Your objective: Output the data once more, exactly as given.

Information given:
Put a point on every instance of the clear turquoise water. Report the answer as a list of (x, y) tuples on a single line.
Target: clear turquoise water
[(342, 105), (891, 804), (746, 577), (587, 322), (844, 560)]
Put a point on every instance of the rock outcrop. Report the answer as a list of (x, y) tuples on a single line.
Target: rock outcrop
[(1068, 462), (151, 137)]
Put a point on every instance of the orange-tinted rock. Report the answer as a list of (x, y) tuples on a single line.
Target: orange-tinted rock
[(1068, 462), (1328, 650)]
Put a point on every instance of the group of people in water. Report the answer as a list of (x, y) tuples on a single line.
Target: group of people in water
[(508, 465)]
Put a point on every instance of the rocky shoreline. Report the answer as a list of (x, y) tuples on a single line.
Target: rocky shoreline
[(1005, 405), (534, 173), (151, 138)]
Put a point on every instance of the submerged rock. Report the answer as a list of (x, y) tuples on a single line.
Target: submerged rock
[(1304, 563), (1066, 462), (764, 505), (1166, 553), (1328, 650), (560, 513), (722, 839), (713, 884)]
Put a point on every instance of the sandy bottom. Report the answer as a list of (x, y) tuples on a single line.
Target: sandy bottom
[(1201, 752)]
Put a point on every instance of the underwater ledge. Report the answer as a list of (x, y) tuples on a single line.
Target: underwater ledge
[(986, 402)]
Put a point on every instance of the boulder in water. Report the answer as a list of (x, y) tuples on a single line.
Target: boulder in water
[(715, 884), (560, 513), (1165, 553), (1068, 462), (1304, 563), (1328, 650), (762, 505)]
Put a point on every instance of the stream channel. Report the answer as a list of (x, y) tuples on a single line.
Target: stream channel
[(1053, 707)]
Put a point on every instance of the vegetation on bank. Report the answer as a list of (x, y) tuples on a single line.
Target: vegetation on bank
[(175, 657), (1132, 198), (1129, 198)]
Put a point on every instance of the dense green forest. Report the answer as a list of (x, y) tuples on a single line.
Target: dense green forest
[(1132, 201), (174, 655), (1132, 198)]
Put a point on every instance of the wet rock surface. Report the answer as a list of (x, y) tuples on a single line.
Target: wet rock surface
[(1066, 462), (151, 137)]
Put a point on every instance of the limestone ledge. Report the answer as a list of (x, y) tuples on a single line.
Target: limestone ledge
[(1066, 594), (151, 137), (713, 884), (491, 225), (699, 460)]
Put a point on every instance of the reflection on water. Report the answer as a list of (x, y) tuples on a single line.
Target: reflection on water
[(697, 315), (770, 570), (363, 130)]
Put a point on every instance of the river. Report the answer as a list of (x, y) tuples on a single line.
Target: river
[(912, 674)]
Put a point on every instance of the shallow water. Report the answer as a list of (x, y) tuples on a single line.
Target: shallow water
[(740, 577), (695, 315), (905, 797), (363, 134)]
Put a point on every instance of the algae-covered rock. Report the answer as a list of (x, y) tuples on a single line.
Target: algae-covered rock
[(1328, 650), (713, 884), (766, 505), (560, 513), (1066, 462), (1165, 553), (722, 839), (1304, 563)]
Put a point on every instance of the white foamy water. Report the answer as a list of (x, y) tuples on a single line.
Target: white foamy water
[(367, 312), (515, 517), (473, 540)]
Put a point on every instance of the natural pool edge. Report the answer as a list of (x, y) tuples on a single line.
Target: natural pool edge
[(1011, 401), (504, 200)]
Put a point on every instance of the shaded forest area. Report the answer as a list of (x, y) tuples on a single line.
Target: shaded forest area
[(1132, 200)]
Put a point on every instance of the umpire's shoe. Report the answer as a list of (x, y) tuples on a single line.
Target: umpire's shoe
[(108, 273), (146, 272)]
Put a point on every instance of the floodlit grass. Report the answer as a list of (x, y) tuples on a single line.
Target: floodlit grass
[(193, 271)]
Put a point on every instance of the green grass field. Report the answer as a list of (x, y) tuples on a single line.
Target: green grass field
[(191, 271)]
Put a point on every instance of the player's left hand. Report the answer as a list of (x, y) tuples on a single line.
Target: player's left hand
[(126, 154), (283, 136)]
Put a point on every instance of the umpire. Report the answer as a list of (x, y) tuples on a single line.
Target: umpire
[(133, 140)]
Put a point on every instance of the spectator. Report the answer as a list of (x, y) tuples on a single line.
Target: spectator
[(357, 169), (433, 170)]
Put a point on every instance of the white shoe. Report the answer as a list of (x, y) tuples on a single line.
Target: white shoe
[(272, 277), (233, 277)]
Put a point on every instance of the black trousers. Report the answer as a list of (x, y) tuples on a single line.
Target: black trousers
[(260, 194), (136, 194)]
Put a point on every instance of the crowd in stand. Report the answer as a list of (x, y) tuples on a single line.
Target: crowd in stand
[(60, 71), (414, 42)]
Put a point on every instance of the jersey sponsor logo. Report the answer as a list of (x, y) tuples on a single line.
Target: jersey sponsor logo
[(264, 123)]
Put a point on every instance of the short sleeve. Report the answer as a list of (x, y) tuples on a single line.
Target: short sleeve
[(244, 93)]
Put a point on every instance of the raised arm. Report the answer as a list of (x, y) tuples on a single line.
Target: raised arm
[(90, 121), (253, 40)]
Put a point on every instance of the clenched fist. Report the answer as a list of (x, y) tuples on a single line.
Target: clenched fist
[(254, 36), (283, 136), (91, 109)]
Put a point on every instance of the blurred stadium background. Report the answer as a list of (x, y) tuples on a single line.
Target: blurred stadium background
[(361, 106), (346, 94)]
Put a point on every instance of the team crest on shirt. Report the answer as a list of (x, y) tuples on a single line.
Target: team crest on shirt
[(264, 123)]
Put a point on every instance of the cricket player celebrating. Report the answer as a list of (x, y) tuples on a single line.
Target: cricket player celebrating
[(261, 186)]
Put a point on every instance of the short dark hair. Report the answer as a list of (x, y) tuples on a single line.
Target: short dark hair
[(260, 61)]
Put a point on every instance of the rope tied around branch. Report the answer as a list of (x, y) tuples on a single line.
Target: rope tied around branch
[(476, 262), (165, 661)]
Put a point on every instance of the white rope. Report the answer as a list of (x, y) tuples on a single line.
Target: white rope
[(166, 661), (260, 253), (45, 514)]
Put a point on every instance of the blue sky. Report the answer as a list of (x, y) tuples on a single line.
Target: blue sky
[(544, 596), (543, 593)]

Written answer:
Put a point on every instance of the clear turquoise water. Report the answer as a list of (x, y) tuples on a single line.
Target: clear turquoise water
[(342, 105), (891, 804), (746, 577), (587, 322), (844, 560)]
Put a point on every instance of the rock outcrop. Report the answer as a list of (x, y) tuples on a single line.
Target: rock outcrop
[(1068, 462), (151, 137)]
Put a point on every instance of the orange-tinted rock. Report the answer as a list of (x, y) tuples on a single line.
Target: orange-tinted rock
[(1068, 462), (1328, 650)]
Put a point on every instance of the group of people in water. Report the answer as a list of (x, y) tuples on a single line.
Target: group of people in water
[(508, 465)]
Put a point on every instance of the rocky shoreline. Report the answer as a list of (x, y) tuples on a single line.
Target: rocky shoreline
[(1005, 405), (534, 173), (151, 138)]
Put a point on every instance of the submerged rock. Report the answer as a list of (x, y) tuples on a single line.
Target: submerged rock
[(1304, 563), (1066, 462), (764, 505), (1166, 553), (1328, 650), (560, 513), (722, 839), (713, 884)]
Put a point on every instance of the sandy bottom. Report the answer as a list of (x, y) tuples on a single line.
Target: sandy bottom
[(1201, 752)]
Put a point on every instance of the underwater ledge. Report the answer as a list of (x, y) tuples on a single line.
Target: underwater ledge
[(986, 402)]
Put a point on every instance of the boulder in water. Report the answer as a list of (x, y) tuples on a single line.
Target: boulder in water
[(715, 884), (560, 513), (1165, 553), (1068, 462), (1304, 563), (1328, 650), (762, 505)]
Put a point on every instance of the stream channel. Report the answer as a list of (x, y) tuples on a single line.
Target: stream channel
[(1053, 707)]
Put a point on every instance of the vegetation on bank. Report the answer as a list of (x, y) tuples on a single line.
Target: vegetation on bank
[(175, 657), (1132, 198), (1129, 198)]
Put a point on every instance of the dense green forest. Report the answer as a list of (x, y) tuples on a single line.
Target: dense green forest
[(1132, 201), (174, 655), (1132, 198)]
Put a point on every instance of the wet rock surface. Report the answer as a list of (x, y) tuples on a single line.
Target: wet rock surface
[(1066, 462), (151, 137)]
Put a point on every instance of the limestone ledge. Report the answer as a list of (x, y) tuples on a single line.
Target: limestone ledge
[(1066, 594), (151, 137), (713, 884), (491, 225), (699, 460)]
Put a point on every instance of the reflection on water. Report the answer as a list of (x, y) tuples on a single line.
Target: reflection on water
[(697, 315), (770, 570), (363, 130)]
Put a point on every instance of the river. Report the answer as a list of (x, y) tuples on a single line.
Target: river
[(912, 674)]
Put a point on every instance of the shallow water. Report the answer as a list of (x, y) tuples on a single line.
Target: shallow water
[(740, 577), (695, 315), (905, 797), (363, 134)]
Put a point on every instance of the algae-covered rock. Report the answer as a list of (x, y) tuples on a single line.
Target: algae-covered rock
[(1328, 650), (713, 884), (766, 505), (560, 513), (1066, 462), (1165, 553), (722, 839), (1304, 563)]
Put a point on every instance of the white foamy water. Report the answer as a list of (x, y) tuples on a single line.
Target: white foamy water
[(367, 312), (515, 517), (473, 540)]
Put a point on every instance of the natural pool edge. Report the answer as a list of (x, y) tuples on a single line.
Target: natural pool edge
[(1011, 401), (504, 200)]
Put a point on every instance of the shaded forest area. Report the answer as a list of (x, y) tuples on a single line.
Target: shaded forest area
[(1132, 200)]
Put a point on every instance of the umpire's shoe. Report the answer as a list of (x, y) tuples on a single line.
Target: umpire's shoe
[(108, 273), (146, 272)]
Put a point on every instance of the floodlit grass. Report the answer as a list of (x, y) tuples on a single line.
Target: floodlit grass
[(193, 271)]
Put a point on every instance of the green grass field. Report the answer as a list of (x, y) tuples on a single line.
Target: green grass field
[(191, 271)]
Put a point on every instance of the player's left hand. Report the answer as a list of (x, y) tuples on a single line.
Target: player's left hand
[(126, 154), (283, 136)]
Put a point on every instance of the umpire. Report the answer as a list of (x, y) tuples on a single line.
Target: umpire
[(133, 140)]
Put a point on every instance of the spectator. Report the answer as a list of (x, y) tuples on a single line.
Target: spectator
[(357, 169), (433, 170)]
Put a point on every instance of the white shoe. Report the answer as a list of (x, y) tuples on a single line.
Target: white shoe
[(272, 277), (233, 277)]
Put a point on every instance of the black trousers. Report the answer as a list of (x, y) tuples on a single line.
Target: black trousers
[(260, 194), (136, 194)]
Put a point on every instance of the crowd in stand. Report the answer as a list of (x, y) tuples on a single line.
Target: crowd in stand
[(60, 71), (414, 42)]
Put a point on every instance of the jersey sponsor logo. Report the answer as a list of (x, y) tuples on a single line.
Target: jersey sponsor logo
[(264, 123)]
Put a point on every instance of the short sleeve. Report the answer as a list of (x, y) tuples on a single line.
Target: short sleeve
[(244, 93)]
Put a point on every instance of the raised arm. Report the answer as a list of (x, y) tuples on a single line.
Target: raised arm
[(90, 121), (253, 40)]
Put a point on every instance of the clenched fist. Report the answer as a list of (x, y) tuples on a single line.
Target: clenched fist
[(254, 36), (283, 136), (91, 109)]
Put a point on every instance of the blurred stadium background. Report the answer as a list of (x, y) tuples on a single line.
Target: blurred stadium background
[(361, 106), (346, 94)]
Put a point on every instance of the team crest on shirt. Report the answer as a list of (x, y) tuples on a single line.
Target: team crest on shirt
[(264, 123)]
Put a point on every instance of the cricket player celebrating. Report the answer as a list of (x, y) tuples on a single line.
Target: cricket player celebrating
[(261, 186)]
Put a point on every instance of the short dark hair. Report the answer as a list of (x, y) tuples on a single line.
Target: short dark hair
[(260, 61)]
Put a point on every instance of the rope tied around branch. Report the answer as a list of (x, y) tuples on a single line.
Target: rope tied around branch
[(476, 262), (165, 661)]
Put a point on every instance of the white rope. Report the answer as a list of (x, y) tuples on a single line.
Target: white rope
[(166, 661), (260, 253), (45, 514)]
Put a point on every instance of the blue sky. Report the answer as a list of (x, y) tuples on a single line.
Target: blue sky
[(544, 596), (543, 593)]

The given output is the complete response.